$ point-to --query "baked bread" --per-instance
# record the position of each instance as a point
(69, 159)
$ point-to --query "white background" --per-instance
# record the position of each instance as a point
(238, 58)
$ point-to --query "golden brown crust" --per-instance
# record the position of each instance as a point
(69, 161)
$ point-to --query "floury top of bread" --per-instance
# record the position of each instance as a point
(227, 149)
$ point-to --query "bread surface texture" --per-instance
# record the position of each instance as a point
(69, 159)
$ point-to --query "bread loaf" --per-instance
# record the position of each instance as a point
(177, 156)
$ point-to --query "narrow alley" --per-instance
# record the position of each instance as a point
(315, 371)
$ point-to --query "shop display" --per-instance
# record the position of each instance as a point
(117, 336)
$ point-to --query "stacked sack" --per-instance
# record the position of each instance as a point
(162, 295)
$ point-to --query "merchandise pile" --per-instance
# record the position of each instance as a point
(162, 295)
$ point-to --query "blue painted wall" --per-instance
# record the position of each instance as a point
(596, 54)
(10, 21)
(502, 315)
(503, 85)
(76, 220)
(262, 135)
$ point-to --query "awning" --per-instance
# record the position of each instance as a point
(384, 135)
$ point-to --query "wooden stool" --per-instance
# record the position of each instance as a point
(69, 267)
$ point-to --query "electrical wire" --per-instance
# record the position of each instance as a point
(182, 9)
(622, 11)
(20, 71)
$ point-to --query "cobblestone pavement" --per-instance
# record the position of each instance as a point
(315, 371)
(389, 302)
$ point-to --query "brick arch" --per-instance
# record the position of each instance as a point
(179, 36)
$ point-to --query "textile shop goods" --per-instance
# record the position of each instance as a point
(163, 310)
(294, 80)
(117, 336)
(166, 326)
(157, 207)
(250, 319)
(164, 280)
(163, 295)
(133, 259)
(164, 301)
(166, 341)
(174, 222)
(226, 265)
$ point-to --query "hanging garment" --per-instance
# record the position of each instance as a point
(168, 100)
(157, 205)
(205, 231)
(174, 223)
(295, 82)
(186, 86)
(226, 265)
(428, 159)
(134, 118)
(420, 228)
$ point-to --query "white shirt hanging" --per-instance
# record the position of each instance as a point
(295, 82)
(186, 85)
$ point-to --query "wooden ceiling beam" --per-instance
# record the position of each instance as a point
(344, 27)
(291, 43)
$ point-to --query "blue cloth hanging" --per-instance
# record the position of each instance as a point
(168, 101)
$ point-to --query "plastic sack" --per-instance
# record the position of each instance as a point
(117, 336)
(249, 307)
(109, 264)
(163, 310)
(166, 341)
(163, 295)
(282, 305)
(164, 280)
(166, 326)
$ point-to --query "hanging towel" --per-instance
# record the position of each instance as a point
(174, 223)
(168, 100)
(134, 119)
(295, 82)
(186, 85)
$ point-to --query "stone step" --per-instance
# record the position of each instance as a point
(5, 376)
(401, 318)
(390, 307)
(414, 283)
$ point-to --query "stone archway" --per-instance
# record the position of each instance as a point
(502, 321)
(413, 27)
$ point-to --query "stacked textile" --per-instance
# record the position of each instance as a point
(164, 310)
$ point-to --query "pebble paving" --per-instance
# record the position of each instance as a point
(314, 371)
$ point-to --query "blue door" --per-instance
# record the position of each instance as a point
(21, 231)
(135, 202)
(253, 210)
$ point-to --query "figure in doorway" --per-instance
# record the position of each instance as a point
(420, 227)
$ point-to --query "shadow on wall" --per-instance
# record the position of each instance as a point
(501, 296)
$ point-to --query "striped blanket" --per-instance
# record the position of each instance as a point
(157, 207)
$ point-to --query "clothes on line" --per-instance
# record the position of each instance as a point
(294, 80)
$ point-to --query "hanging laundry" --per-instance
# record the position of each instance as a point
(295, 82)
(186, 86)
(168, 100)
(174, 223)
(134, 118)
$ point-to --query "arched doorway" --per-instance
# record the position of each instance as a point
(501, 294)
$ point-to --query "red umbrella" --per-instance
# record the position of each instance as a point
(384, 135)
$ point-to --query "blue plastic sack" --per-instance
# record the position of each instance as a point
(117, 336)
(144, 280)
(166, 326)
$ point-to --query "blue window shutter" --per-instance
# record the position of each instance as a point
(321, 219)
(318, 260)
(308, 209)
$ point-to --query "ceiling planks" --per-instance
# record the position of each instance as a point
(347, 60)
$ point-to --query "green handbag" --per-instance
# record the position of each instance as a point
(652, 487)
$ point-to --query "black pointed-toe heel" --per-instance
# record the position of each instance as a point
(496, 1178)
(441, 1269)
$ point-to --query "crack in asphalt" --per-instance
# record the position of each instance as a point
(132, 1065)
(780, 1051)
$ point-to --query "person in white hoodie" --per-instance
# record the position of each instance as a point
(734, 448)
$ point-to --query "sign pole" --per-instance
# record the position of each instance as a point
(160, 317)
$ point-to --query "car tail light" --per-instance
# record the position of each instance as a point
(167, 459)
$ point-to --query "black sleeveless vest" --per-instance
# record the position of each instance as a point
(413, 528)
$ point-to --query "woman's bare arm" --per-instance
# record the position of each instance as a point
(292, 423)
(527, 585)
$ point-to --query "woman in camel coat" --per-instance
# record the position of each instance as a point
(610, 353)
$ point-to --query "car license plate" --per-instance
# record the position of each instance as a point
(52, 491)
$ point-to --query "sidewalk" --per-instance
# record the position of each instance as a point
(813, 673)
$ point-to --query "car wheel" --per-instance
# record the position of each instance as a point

## Task prompt
Repeat each entry exactly.

## Written reply
$ point-to --query "baked bread" --per-instance
# record the position of each instance as a point
(69, 159)
$ point-to --query "white background" --per-instance
# record the position of each instance as a point
(238, 58)
$ point-to --query "golden brown crust" --per-instance
# record the position of each instance as a point
(69, 161)
$ point-to --query "floury top of bread" --per-instance
# record the position of each instance as a point
(227, 149)
$ point-to --query "bread surface texture" --per-instance
# record the position of each instance as a point
(69, 159)
$ point-to --query "bread loaf" --per-instance
# record the position of each instance as a point
(177, 156)
$ point-to --query "narrow alley" --per-instance
# record the position of each instance as a point
(315, 371)
$ point-to --query "shop display" --per-instance
# record the position of each instance as a point
(117, 336)
$ point-to --query "stacked sack" --per-instance
# record the position of each instance as a point
(162, 295)
$ point-to --query "merchandise pile" --per-instance
# record the position of each instance as a point
(162, 295)
$ point-to --query "blue painted wall" --per-instance
# record the position of each instance as a point
(596, 54)
(10, 21)
(502, 315)
(503, 85)
(76, 220)
(262, 135)
$ point-to --query "awning" --per-instance
# record the position of each instance as a point
(384, 135)
$ point-to --query "wooden stool" --per-instance
# record the position of each instance as a point
(69, 267)
$ point-to --query "electrical wire" --per-instance
# record the position of each instance as a point
(182, 9)
(622, 11)
(20, 71)
$ point-to --query "cobblestone pavement" --per-instance
# record the position of each instance as a point
(315, 371)
(389, 302)
$ point-to --query "brick arch" --per-instance
# record the position of each instance as a point
(179, 36)
$ point-to --query "textile shop goods" --per-instance
# record the position of each instance as a point
(163, 310)
(294, 80)
(117, 336)
(166, 326)
(157, 207)
(250, 319)
(164, 280)
(163, 295)
(133, 259)
(164, 301)
(166, 341)
(174, 222)
(226, 265)
$ point-to --query "hanging garment" --per-instance
# record the position of each instance as a point
(168, 100)
(157, 205)
(205, 231)
(174, 223)
(295, 82)
(186, 86)
(226, 265)
(428, 159)
(134, 118)
(420, 228)
$ point-to --query "white shirt hanging" --per-instance
# record the position of each instance as a point
(295, 82)
(186, 85)
$ point-to --query "wooden ceiling beam" --per-instance
# record the position of each instance as a point
(344, 27)
(291, 43)
$ point-to --query "blue cloth hanging" --per-instance
# record the position of each instance as a point
(168, 101)
$ point-to --query "plastic sack" --per-instance
# record the position of each instance as a point
(117, 336)
(249, 307)
(109, 264)
(163, 310)
(166, 341)
(163, 295)
(282, 305)
(164, 280)
(166, 326)
$ point-to --query "hanging towel" --per-instance
# record the position of each instance as a point
(174, 223)
(168, 100)
(134, 119)
(295, 82)
(186, 85)
$ point-to --query "stone step" --per-instance
# record the position of each instance as a point
(5, 376)
(401, 318)
(390, 307)
(414, 283)
$ point-to --query "stone archway" --per-instance
# record the position of each instance as a point
(502, 321)
(413, 27)
$ point-to --query "stacked textile" --per-instance
# record the position of each instance as a point
(164, 310)
$ point-to --query "pebble paving" --per-instance
# record the position of each instance as a point
(314, 371)
$ point-to --query "blue door" --per-instance
# record the position of each instance as a point
(21, 231)
(135, 202)
(253, 210)
$ point-to --query "figure in doorway" --per-instance
# record the position of each instance as a point
(420, 227)
$ point-to --query "shadow on wall" --per-instance
# record the position of each instance as a point
(501, 296)
$ point-to --query "striped blanket" --per-instance
# record the position of each instance as a point
(157, 207)
$ point-to --query "clothes on line" --per-instance
# record the position of each instance as a point
(294, 80)
$ point-to --query "hanging laundry" --per-instance
# record the position of each instance as a point
(295, 82)
(186, 86)
(168, 100)
(174, 223)
(134, 118)
$ point-to --query "arched doorway" --per-instance
# record the position of each instance as a point
(501, 294)
$ point-to --query "red umbrella" --per-instance
# record the position of each instance as a point
(384, 135)
$ point-to --query "blue plastic sack" --per-instance
# record the position of each instance as a point
(117, 336)
(144, 280)
(166, 326)
$ point-to --query "blue window shutter" --per-instance
# record the position of each instance as a point
(321, 219)
(318, 260)
(308, 209)
$ point-to --query "ceiling planks" --per-instance
# record the position of each instance as a point
(347, 60)
$ point-to --query "green handbag" --per-instance
# record the position of each instance as a point
(652, 487)
$ point-to --query "black pointed-toe heel" --per-instance
# record the position of each instance as a point
(496, 1178)
(441, 1269)
$ point-to --query "crack in asphalt" --per-instance
# record the position of each instance as a point
(132, 1065)
(780, 1051)
$ point-to --query "person in white hoodie" --per-instance
# record the position of each instance as a point
(734, 448)
$ point-to --query "sign pole" --per-instance
# record the position of each instance as a point
(160, 317)
$ point-to --query "car tail light" --per-instance
# record the position of each instance as a point
(167, 459)
$ point-to --query "black sleeveless vest" --per-instance
# record the position of each instance as a point
(413, 528)
$ point-to --query "woman's bare arm" --per-instance
# record the position of each instance as a point
(292, 423)
(527, 585)
$ point-to --query "woman in camel coat" --per-instance
# record the position of each instance as a point
(610, 353)
$ point-to --query "car license plate" --per-instance
# record the position of each instance as a point
(52, 491)
$ point-to --query "sidewalk" --per-instance
# record the position of each instance as a point
(813, 673)
$ point-to --query "car wheel" --per-instance
# record the position of each instance as a point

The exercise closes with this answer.